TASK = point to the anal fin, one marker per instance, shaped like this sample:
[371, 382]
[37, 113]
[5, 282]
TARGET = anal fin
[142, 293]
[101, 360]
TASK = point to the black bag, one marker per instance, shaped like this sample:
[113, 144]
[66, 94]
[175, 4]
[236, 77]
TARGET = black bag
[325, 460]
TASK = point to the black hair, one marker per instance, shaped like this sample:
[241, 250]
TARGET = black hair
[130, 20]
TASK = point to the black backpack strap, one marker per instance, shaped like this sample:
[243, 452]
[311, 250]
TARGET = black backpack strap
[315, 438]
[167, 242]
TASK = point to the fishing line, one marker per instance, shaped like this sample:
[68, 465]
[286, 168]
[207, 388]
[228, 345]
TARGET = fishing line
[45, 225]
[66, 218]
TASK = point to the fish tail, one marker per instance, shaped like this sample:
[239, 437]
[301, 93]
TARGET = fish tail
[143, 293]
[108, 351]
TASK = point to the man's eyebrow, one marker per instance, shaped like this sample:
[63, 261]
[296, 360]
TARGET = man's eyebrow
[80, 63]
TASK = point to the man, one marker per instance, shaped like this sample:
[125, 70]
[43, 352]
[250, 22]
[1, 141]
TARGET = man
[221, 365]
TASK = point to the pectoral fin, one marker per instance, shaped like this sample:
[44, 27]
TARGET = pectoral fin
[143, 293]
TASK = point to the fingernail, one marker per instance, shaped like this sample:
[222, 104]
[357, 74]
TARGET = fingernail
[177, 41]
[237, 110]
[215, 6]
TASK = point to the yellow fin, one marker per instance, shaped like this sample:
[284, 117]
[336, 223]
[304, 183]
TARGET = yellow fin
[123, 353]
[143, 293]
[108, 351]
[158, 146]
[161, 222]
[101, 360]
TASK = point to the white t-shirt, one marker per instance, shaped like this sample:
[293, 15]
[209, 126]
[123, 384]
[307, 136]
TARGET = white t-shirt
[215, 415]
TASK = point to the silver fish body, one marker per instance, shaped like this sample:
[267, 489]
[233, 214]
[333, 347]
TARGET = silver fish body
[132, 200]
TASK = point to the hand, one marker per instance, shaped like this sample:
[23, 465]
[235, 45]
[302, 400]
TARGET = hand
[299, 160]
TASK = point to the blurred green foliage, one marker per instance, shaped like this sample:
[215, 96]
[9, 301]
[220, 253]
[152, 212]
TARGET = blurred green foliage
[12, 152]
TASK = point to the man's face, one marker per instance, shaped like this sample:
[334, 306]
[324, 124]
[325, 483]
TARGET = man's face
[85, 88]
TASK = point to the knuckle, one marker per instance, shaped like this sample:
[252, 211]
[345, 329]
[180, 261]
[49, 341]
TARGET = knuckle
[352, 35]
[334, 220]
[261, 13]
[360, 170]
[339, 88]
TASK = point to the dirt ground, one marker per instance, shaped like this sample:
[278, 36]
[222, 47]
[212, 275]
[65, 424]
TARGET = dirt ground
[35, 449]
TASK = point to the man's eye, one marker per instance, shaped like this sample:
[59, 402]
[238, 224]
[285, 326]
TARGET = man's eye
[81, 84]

Instructions to follow:
Please output the full listing one more time, exactly.

Result of this exercise:
TASK = point to the anal fin, one marker per instance, shaped like this sample:
[371, 382]
[37, 113]
[5, 282]
TARGET = anal fin
[142, 293]
[101, 360]
TASK = point to the black bag, one marker per instance, shaped like this sample:
[113, 144]
[66, 94]
[175, 4]
[236, 77]
TARGET = black bag
[325, 460]
TASK = point to the black hair, one marker per instance, shaped like this sample:
[241, 250]
TARGET = black hair
[130, 20]
TASK = point to the black backpack strap, one marker per instance, shaped like this sample:
[243, 452]
[311, 250]
TARGET = black backpack strap
[315, 438]
[167, 242]
TASK = point to the fishing line, one marker per instance, shaped like this sample:
[68, 465]
[286, 168]
[207, 388]
[228, 345]
TARGET = fishing line
[45, 225]
[66, 218]
TASK = point to the fish tail, one marker per instance, shaped like this sample:
[239, 437]
[301, 93]
TARGET = fish tail
[143, 293]
[108, 351]
TASK = point to the man's eyebrow, one marker per instance, shaped like this sample:
[63, 261]
[296, 360]
TARGET = man's eyebrow
[80, 63]
TASK = point to the man, one marker per instance, shaped like this sample:
[125, 70]
[43, 352]
[250, 22]
[1, 141]
TARGET = man
[221, 365]
TASK = point to the pectoral fin, one marker per instance, shaped like this sample:
[44, 27]
TARGET = pectoral fin
[143, 293]
TASK = point to the fingernail, one marker per instance, shaped like this sample:
[222, 104]
[357, 74]
TARGET = fingernail
[177, 41]
[237, 110]
[215, 6]
TASK = point to the yellow fin, one marker per instance, shaped like this sample:
[284, 117]
[336, 223]
[304, 183]
TARGET = yellow fin
[123, 353]
[143, 293]
[108, 351]
[158, 146]
[161, 222]
[101, 360]
TASK = point to the white t-shirt, one marker per instance, shaped like this sample:
[293, 15]
[209, 126]
[123, 384]
[307, 136]
TARGET = white t-shirt
[215, 415]
TASK = point to the silver fish body, one marker per instance, shaped like this sample:
[267, 489]
[233, 214]
[333, 347]
TARGET = silver fish body
[132, 200]
TASK = point to the hand, one marker per instance, shaped like this sample:
[23, 465]
[235, 45]
[302, 400]
TARGET = hand
[299, 160]
TASK = point to the blurred green foliage, one marker per instance, shaped like this sample:
[215, 96]
[9, 301]
[220, 253]
[152, 212]
TARGET = blurred green foliage
[12, 152]
TASK = point to the man's face, one marker per instance, shaped like this sample:
[334, 306]
[324, 124]
[325, 483]
TARGET = man's face
[85, 88]
TASK = point to the knuckle, one marker per instance, shaped like this sample:
[252, 211]
[345, 329]
[180, 261]
[49, 341]
TARGET = knuckle
[352, 35]
[334, 220]
[261, 13]
[360, 170]
[339, 88]
TASK = point to the dirt ground, one marker per instance, shaped like this sample:
[278, 36]
[222, 47]
[212, 275]
[65, 424]
TARGET = dirt ground
[35, 449]
TASK = point to the man's eye, one marker per instance, shaped like this sample:
[59, 402]
[238, 224]
[285, 326]
TARGET = man's eye
[81, 84]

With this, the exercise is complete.